Electronic Spring 2023 | Issue 54

The ‘M’ Word – Balancing Choice and Necessity

By: Gary Wu, MD

Some time ago, I came across an article in the New York Times titled ‘Doctors Gave Her Antipsychotics. She Decides to Live With Her Voices’ authored by Daniel Bergner. The article briefly touches upon the history of antipsychotics and highlights a woman’s journey through navigating the voices in her head, trying to understand the voices, and walking the reader through her personal choice to co-exist with her voices rather than to medicate herself. Ultimately, she set out to lead Hearing Voices Network (HVN) groups to bring awareness to the fact that the M-word (medication) is not the single panacea for mental illness. As the article references, this movement shifts mainstream thinking away from medications toward acceptance and co-existence with our current understanding of psychiatry and mental health.

In the last century, the paradigm of psychiatric care has shifted from a psychotherapeutic approach to a pharmacotherapeutic approach with the advent of psychotropic medications. Although advancements in the field of psychiatry have made significant contributions to how we now look at and treat psychosis and other disorders, we should not fall prey to heuristics and practice psychiatry without taking into account the patient perspective. To understand why this current movement away from psychotropics came about, we have to understand flaws in our current practices. I can postulate that stigma, healthcare barriers, lack of knowledge, cultural/community barriers, and personal preferences all play a role in dictating individual care. The article also cites metabolic side effects from antipsychotics, changes in personal appearance and self-esteem, as major reasons for discontinuing medications. Combined with frustration with institutional infrastructure and a psychiatric focus on risk management instead of individualized care, patients are turning towards self/group-help as motivators for recovery.

QUESTIONS TO ANSWER:
a. From the article on psychiatric medication, type out the stretch from "Some time ago, I" through "and mental health." word for word.
b. Answer these from the article on psychiatric medication:
(i) Who wrote the New York Times piece the author came across?
(ii) What groups did the woman in that piece set out to lead?
(iii) Which effects of medication are cited as major reasons for discontinuing it?
c. Carry on the article on psychiatric medication, starting after its final sentence.

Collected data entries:
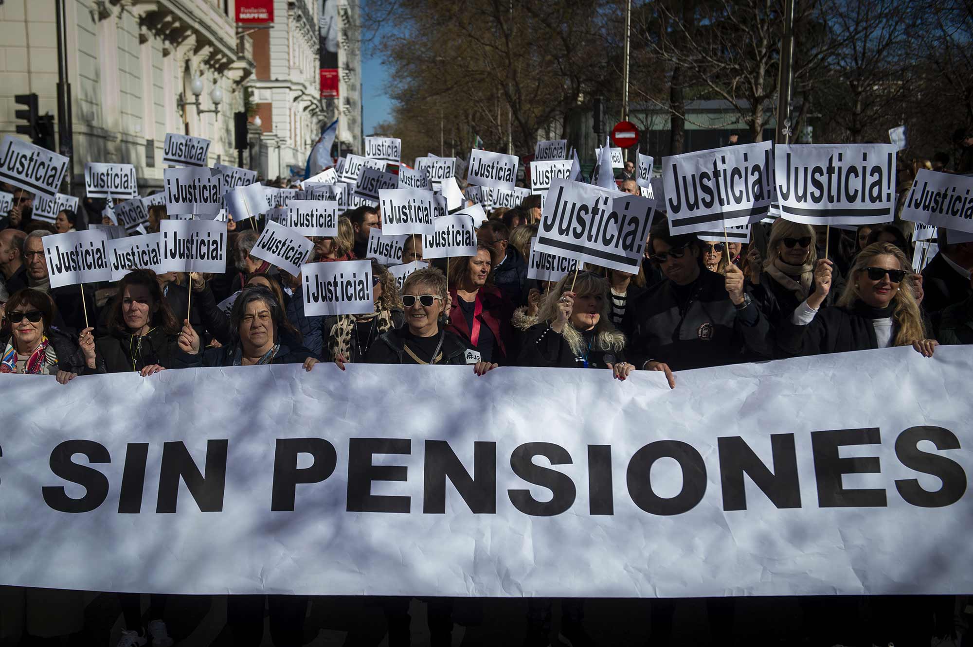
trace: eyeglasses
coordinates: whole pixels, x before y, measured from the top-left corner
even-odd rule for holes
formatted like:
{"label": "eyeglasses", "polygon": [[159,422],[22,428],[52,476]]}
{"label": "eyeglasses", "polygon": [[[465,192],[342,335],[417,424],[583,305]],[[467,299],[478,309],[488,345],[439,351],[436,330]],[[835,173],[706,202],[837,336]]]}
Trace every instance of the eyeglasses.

ANSWER LIST:
a.
Some time ago, I came across an article in the New York Times titled ‘Doctors Gave Her Antipsychotics. She Decides to Live With Her Voices’ authored by Daniel Bergner. The article briefly touches upon the history of antipsychotics and highlights a woman’s journey through navigating the voices in her head, trying to understand the voices, and walking the reader through her personal choice to co-exist with her voices rather than to medicate herself. Ultimately, she set out to lead Hearing Voices Network (HVN) groups to bring awareness to the fact that the M-word (medication) is not the single panacea for mental illness. As the article references, this movement shifts mainstream thinking away from medications toward acceptance and co-existence with our current understanding of psychiatry and mental health.

b.
(i) Daniel Bergner
(ii) Hearing Voices Network (HVN) groups
(iii) Metabolic side effects from antipsychotics and changes in personal appearance and self-esteem

c.
As a psychiatrist, there are numerous times when I have had patients who are evaluated with a predetermined list of cons about why they don’t want medications. Where I go from here is to do my best to assess the patient’s current level of functioning, knowledge about their illness, and perform a quick risk analysis. For example, I had a patient who I was consulted on for their auditory hallucinations since childhood. Upon further questioning, hallucinations were non-command, and described as a mix of good and bad voices. This patient stated that more often than not, the comments were self-depreciative but when he heard something affirmative, it served as a source of motivation for him. My patient was puzzled when I explained that treatment does not only equate to medications and other forms of treatment like psychotherapy and groups are not mutually exclusive. Like the success story in the article, my patient ultimately decided against psychotropics and opted for individual psychotherapy to co-exist and manage the ‘negative’ voices while still retaining the benefits of the ‘positive’ voices.

Medications are great tools in our field to help with "unstable" patients, chronic management of psychiatric conditions, emergent situations, etc. but may not be the best treatment method for every patient. By de-stigmatizing mental illness, educating patients about medications, incorporating patient principles and preferences, the physician and patient can come to an informed decision-making process that leads to individualized treatment plans suitable for one’s needs – with or without medications.